Top of DATASET ENTRIES

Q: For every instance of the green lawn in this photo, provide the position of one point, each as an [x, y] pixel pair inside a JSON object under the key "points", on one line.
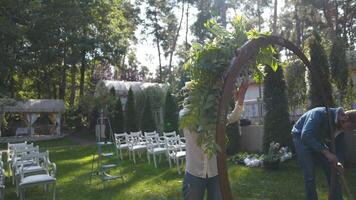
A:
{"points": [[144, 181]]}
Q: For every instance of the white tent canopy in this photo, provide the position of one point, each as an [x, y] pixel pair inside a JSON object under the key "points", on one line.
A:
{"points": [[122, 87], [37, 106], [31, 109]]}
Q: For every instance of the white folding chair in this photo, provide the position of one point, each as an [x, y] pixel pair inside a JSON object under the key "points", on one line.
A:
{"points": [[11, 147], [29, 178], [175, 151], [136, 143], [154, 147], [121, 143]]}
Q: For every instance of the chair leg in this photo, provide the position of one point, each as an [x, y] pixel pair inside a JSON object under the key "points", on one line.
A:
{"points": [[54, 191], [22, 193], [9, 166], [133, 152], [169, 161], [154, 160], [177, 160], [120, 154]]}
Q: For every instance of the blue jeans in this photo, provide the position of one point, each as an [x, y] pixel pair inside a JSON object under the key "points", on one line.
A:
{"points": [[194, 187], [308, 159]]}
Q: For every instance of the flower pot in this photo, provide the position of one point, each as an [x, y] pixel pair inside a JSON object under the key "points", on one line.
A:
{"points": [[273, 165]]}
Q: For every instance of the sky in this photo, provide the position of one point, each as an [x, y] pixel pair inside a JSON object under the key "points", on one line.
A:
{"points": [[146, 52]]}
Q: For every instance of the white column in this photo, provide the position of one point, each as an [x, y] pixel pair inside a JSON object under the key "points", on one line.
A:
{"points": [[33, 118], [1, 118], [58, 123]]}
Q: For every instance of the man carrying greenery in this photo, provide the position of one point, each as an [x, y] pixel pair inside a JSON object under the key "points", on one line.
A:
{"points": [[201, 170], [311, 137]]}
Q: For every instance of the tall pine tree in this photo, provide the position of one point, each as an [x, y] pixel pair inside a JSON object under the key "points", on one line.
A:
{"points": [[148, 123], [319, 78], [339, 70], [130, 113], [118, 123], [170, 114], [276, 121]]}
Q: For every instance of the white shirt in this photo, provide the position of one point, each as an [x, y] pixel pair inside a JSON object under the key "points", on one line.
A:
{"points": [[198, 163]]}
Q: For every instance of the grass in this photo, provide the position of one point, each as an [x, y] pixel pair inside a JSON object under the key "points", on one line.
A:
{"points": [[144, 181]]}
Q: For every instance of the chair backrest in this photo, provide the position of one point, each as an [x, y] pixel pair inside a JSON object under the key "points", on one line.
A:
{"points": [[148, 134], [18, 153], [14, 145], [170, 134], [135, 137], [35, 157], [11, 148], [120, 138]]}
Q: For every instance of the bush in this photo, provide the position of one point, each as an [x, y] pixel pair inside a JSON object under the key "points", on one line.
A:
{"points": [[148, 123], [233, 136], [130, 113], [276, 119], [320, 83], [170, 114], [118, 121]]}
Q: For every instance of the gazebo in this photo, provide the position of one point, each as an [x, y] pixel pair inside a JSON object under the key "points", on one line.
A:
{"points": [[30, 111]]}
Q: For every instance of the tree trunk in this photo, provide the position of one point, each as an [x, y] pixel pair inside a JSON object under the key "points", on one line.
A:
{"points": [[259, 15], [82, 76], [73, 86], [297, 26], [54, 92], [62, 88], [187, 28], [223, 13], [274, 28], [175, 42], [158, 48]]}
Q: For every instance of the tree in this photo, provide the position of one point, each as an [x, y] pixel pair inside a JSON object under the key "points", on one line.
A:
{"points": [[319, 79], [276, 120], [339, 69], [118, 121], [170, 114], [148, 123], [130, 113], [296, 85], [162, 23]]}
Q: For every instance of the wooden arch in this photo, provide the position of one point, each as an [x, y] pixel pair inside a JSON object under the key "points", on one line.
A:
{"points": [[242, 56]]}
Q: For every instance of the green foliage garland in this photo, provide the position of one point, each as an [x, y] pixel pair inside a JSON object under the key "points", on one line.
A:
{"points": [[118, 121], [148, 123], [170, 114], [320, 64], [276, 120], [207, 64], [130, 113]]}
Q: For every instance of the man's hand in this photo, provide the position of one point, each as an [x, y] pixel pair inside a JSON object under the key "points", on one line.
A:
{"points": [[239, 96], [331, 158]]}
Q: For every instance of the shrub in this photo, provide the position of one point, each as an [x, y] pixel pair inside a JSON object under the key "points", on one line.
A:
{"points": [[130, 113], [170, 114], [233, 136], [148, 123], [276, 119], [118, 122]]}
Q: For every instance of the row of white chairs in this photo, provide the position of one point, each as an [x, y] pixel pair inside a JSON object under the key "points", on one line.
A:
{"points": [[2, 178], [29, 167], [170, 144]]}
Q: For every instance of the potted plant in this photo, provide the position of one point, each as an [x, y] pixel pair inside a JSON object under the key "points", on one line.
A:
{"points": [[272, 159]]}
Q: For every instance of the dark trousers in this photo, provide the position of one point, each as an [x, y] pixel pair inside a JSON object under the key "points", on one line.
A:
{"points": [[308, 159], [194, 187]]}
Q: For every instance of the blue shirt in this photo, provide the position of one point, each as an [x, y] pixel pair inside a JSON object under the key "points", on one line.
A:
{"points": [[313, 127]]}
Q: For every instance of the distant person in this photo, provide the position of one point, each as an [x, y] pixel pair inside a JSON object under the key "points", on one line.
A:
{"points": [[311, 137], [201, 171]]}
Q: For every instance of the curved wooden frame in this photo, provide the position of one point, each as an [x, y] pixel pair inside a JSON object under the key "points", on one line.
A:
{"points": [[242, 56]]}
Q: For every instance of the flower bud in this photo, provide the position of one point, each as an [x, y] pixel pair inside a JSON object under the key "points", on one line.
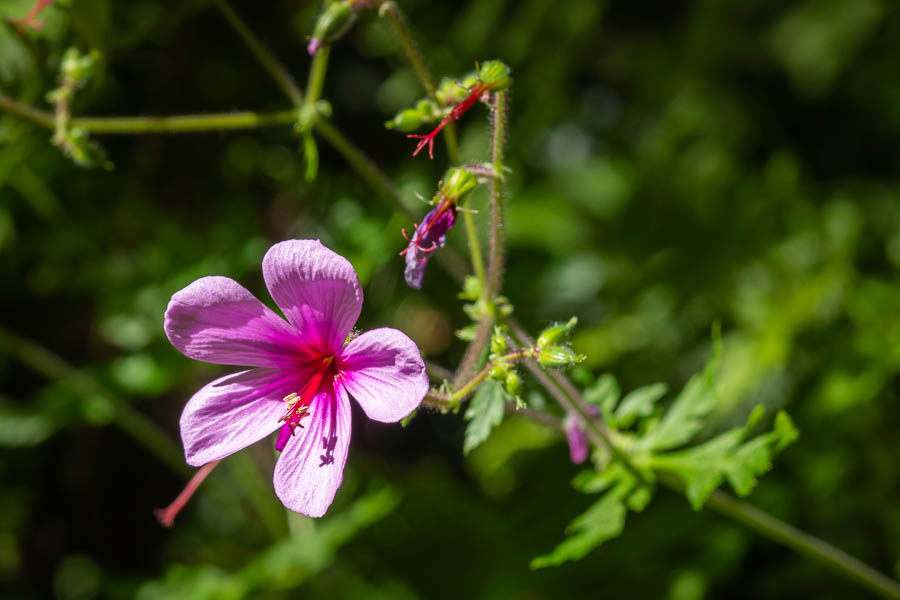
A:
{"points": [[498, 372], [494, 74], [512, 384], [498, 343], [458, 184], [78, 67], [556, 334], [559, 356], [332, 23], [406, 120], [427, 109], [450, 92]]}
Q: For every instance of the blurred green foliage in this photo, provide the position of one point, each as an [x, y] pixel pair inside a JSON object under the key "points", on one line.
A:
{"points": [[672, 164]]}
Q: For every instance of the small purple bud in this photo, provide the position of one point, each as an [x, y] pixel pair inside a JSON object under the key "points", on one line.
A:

Bottom of DATASET ENTRIES

- **EXERCISE PROMPT**: From the first line to the last, copy the records exactly and skip the pictures.

- **EXERCISE SOLUTION**:
Q: For every instance of the green lawn in this photo, provide the position of one point, each as an [x, y] pixel pair inside a JSON object under the key "points", on one line.
A:
{"points": [[144, 181]]}
Q: For every instance of the white tent canopy in this photo, provide the position of one point, each as an [x, y] pixel pair inside a JSON object under the key "points", on one line.
A:
{"points": [[122, 87], [37, 106], [31, 109]]}
Q: For every instance of the white folding chair in this photo, provide the position of one point, each as an [x, y] pixel pair inside a JSON object under the key "points", on one line.
A:
{"points": [[11, 147], [29, 178], [175, 151], [136, 143], [154, 147], [121, 143]]}
Q: For every instance of the chair leg in this photo, provide the position of one point, each as an [x, y] pixel pair inside a JSON object under the key "points", on one line.
A:
{"points": [[54, 191], [22, 193], [9, 166], [133, 152], [169, 161], [154, 160], [177, 160], [120, 154]]}
Q: For every instance of the blue jeans in this photo, provide the position of one point, each as an [x, y] pixel pair inside a JSON object under the key "points", on one line.
A:
{"points": [[194, 187], [308, 159]]}
Q: For every instance of the flower pot in this photo, provide the position of one point, each as an [x, y] pixel pair inside a JSON object under the key "points", on one line.
A:
{"points": [[273, 165]]}
Q: For every instance of the sky in this photo, provide the position of one point, each as an [x, y] pixel pair inside a JSON object under the key "points", on one line.
A:
{"points": [[146, 52]]}
Q: For every instance of the white column in this photo, provide the position of one point, each as an [x, y] pixel pair inside a JSON object under the key "points", on one line.
A:
{"points": [[33, 118], [1, 118], [58, 123]]}
Q: For every instance of the man carrying greenery in this photo, provide the position of one point, each as an [x, y] pixel pair inside a JSON object under the key "points", on one line.
A:
{"points": [[201, 170], [311, 137]]}
Q: For every instance of the tall pine tree in this photo, provide the position of one point, each as an [x, y] pixel pair inside a JSON object under the key "points", on one line.
A:
{"points": [[148, 123], [319, 78], [339, 70], [130, 113], [118, 123], [170, 114], [276, 121]]}
Q: For every instance of the white shirt in this photo, provide the position of one point, each as an [x, y] pixel pair inside a JSON object under the key "points", on one line.
A:
{"points": [[198, 163]]}
Q: For every instance of the grass in this photo, provide the position of one point, each as an [x, y] pixel pair inside a JSON object under the key "points", on one line.
A:
{"points": [[144, 181]]}
Q: For every instance of the chair backrest in this photo, provide the position of one point, each as an [x, y] pixel pair inside a JSON object under the key "points", on one line.
A:
{"points": [[148, 134], [18, 153], [14, 145], [170, 134], [135, 137], [35, 157], [11, 148], [120, 138]]}
Q: For every instance of the bush in this photo, provide the position of one point, each as an [x, y] pixel pair inside a JSON object under the key "points", on one line.
A:
{"points": [[148, 123], [233, 136], [130, 113], [276, 119], [320, 83], [170, 114], [118, 121]]}
Q: For every instance of the gazebo in this photo, provide the position of one point, each as an [x, y] pixel pair inside a JSON object under the key "points", on one line.
A:
{"points": [[30, 111]]}
Q: For every instance of the tree trunk in this photo, provide the position of one point, each as an [x, y] pixel pair inside a JSON object under the key "points", on one line.
A:
{"points": [[259, 15], [82, 76], [73, 86], [297, 26], [54, 92], [62, 88], [187, 28], [223, 13], [274, 28], [175, 42], [158, 48]]}
Q: For every instance of the tree in this photo, provide the position of one point, each as an [x, y] pixel pair inside a JSON object under the key "points", on one line.
A:
{"points": [[319, 79], [276, 120], [339, 69], [118, 121], [170, 114], [148, 123], [130, 113], [296, 85], [162, 23]]}
Q: For every instance of the wooden arch in this photo, provide the position of one point, each as an [x, y] pixel pair inside a JSON object under the key "points", on one line.
A:
{"points": [[242, 56]]}
Q: For every instance of the green foliage garland in this photo, provide the position of one point, each as an [x, y] pixel pair inside a JSON object under the key "points", on one line.
A:
{"points": [[118, 121], [148, 123], [170, 114], [320, 64], [276, 120], [207, 64], [130, 113]]}
Q: For every instance of the man's hand in this photo, provide the position of one point, each as an [x, y] pixel pair inside a JSON object under the key "points", on one line.
A:
{"points": [[239, 96], [331, 158]]}
Q: For every instance of the shrub in this photo, provide the position of one point, each as an [x, y] pixel pair inside a JSON object under the key "points", on one line.
A:
{"points": [[130, 113], [170, 114], [233, 136], [148, 123], [276, 119], [118, 122]]}
Q: For every instance of the row of white chairs in this photo, provide the position of one point, each as an [x, y] pixel pair inside a JSON object under the key "points", on one line.
A:
{"points": [[2, 178], [29, 167], [170, 144]]}
Q: For every instance of the potted plant in this photo, provide the position of one point, each as an [x, y] pixel pair inside a JSON object under the key "points", on one line.
A:
{"points": [[272, 159]]}
Q: For every instance of the dark trousers in this photo, provide the position of one point, each as an [x, y] pixel pair inside a JSON object under the key "points", on one line.
A:
{"points": [[308, 159], [194, 187]]}
Q: For every instance of the blue shirt in this photo, provide the position of one point, each as an [x, y] pixel pair inside a JSON object under the key "points", on one line.
A:
{"points": [[313, 127]]}
Q: For every instance of the distant person in this photo, provide the position of one point, each as an [x, y] pixel pair inside a JSON object under the key "points", on one line.
A:
{"points": [[311, 137], [201, 171]]}
Q: For every instance of the curved wooden frame in this photo, provide the position of one point, each as an [x, y] pixel pair inside a JSON object under the key "points", on one line.
A:
{"points": [[242, 56]]}
Q: For every instance of the flower bud in this photo, provide the position of one point, each as an [x, y] pixel pair inside a JSON object under the key "points", on one line.
A:
{"points": [[498, 372], [494, 74], [512, 384], [498, 343], [458, 184], [78, 67], [556, 334], [559, 356], [332, 23], [406, 120], [427, 109], [450, 92]]}
Q: For every instance of the blurred green foliage in this photo, provide the position of one point, each as an [x, y] pixel pair inside a JSON object under the key "points", on one line.
A:
{"points": [[672, 164]]}
Q: For every instance of the small purple bud in this photo, provide the position of one point, each as an [x, y] pixel pair inside a JSON object under the key "points", on one line.
A:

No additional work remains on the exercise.